### EXERCISE PROMPT
Count the lines in the entries below that contain the word "striped", and give only that number.

--- Start of SUPPLIED RECORDS ---

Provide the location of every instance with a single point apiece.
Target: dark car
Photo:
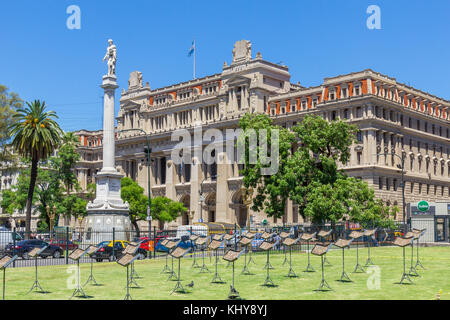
(63, 244)
(106, 251)
(23, 247)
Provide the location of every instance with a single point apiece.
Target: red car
(149, 247)
(63, 244)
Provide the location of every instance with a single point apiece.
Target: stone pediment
(237, 80)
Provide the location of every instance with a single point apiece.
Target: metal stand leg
(291, 273)
(128, 296)
(216, 278)
(405, 276)
(323, 283)
(418, 264)
(78, 292)
(233, 294)
(358, 266)
(166, 267)
(204, 268)
(91, 277)
(285, 256)
(309, 267)
(250, 258)
(369, 260)
(178, 286)
(134, 274)
(132, 278)
(344, 275)
(268, 282)
(36, 284)
(172, 273)
(195, 264)
(246, 271)
(412, 270)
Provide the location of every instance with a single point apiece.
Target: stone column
(222, 205)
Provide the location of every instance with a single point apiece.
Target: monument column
(108, 212)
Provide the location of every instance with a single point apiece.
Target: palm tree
(36, 136)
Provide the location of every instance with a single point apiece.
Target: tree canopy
(309, 174)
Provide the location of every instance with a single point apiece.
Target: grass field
(155, 285)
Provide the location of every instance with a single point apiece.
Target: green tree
(166, 210)
(133, 193)
(272, 190)
(309, 175)
(36, 136)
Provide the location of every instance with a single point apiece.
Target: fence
(63, 240)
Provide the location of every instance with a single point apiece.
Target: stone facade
(392, 117)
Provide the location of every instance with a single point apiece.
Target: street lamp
(149, 206)
(247, 194)
(402, 167)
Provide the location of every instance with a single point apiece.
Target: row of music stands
(5, 262)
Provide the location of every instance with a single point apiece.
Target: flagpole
(194, 59)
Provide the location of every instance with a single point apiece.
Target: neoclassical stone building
(392, 117)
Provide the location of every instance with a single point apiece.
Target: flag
(191, 49)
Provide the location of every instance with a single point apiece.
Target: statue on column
(111, 55)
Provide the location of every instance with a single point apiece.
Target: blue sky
(41, 59)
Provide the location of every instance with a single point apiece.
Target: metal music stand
(34, 254)
(308, 237)
(267, 246)
(125, 261)
(289, 242)
(171, 245)
(369, 233)
(215, 245)
(412, 270)
(202, 242)
(250, 236)
(216, 237)
(89, 251)
(323, 234)
(166, 267)
(227, 238)
(76, 255)
(132, 249)
(244, 242)
(356, 235)
(232, 256)
(284, 235)
(417, 234)
(178, 253)
(403, 242)
(321, 251)
(342, 243)
(193, 238)
(4, 263)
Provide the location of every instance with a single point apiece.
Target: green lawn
(155, 285)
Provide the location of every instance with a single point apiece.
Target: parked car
(23, 247)
(63, 244)
(184, 243)
(7, 237)
(106, 250)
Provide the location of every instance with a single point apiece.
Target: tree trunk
(33, 176)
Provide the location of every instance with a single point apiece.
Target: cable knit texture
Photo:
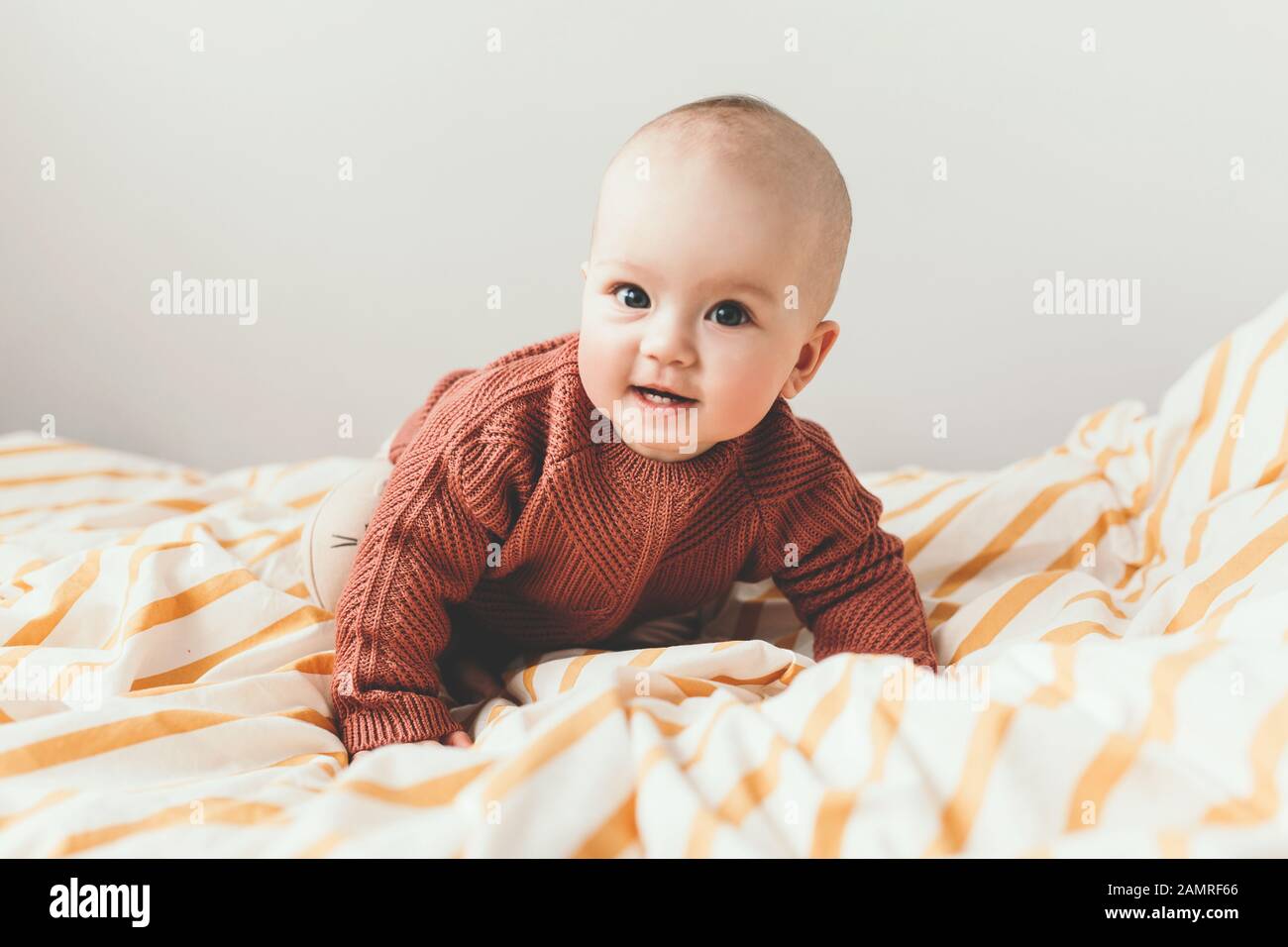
(507, 523)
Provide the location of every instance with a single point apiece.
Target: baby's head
(715, 254)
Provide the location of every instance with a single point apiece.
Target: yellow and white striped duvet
(1116, 609)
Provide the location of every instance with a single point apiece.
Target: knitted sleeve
(844, 575)
(426, 545)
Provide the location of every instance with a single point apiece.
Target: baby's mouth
(652, 395)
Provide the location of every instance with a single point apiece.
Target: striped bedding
(1115, 612)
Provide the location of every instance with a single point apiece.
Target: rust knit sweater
(589, 538)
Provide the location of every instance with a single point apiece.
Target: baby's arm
(850, 583)
(425, 545)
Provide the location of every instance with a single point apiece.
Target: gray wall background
(476, 169)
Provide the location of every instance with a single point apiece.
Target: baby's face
(690, 287)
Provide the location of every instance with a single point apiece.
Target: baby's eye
(638, 294)
(730, 309)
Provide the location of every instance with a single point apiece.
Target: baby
(638, 468)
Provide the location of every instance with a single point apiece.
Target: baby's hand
(469, 680)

--- End of SUPPLIED RECORDS ---

### EXERCISE ANSWER
2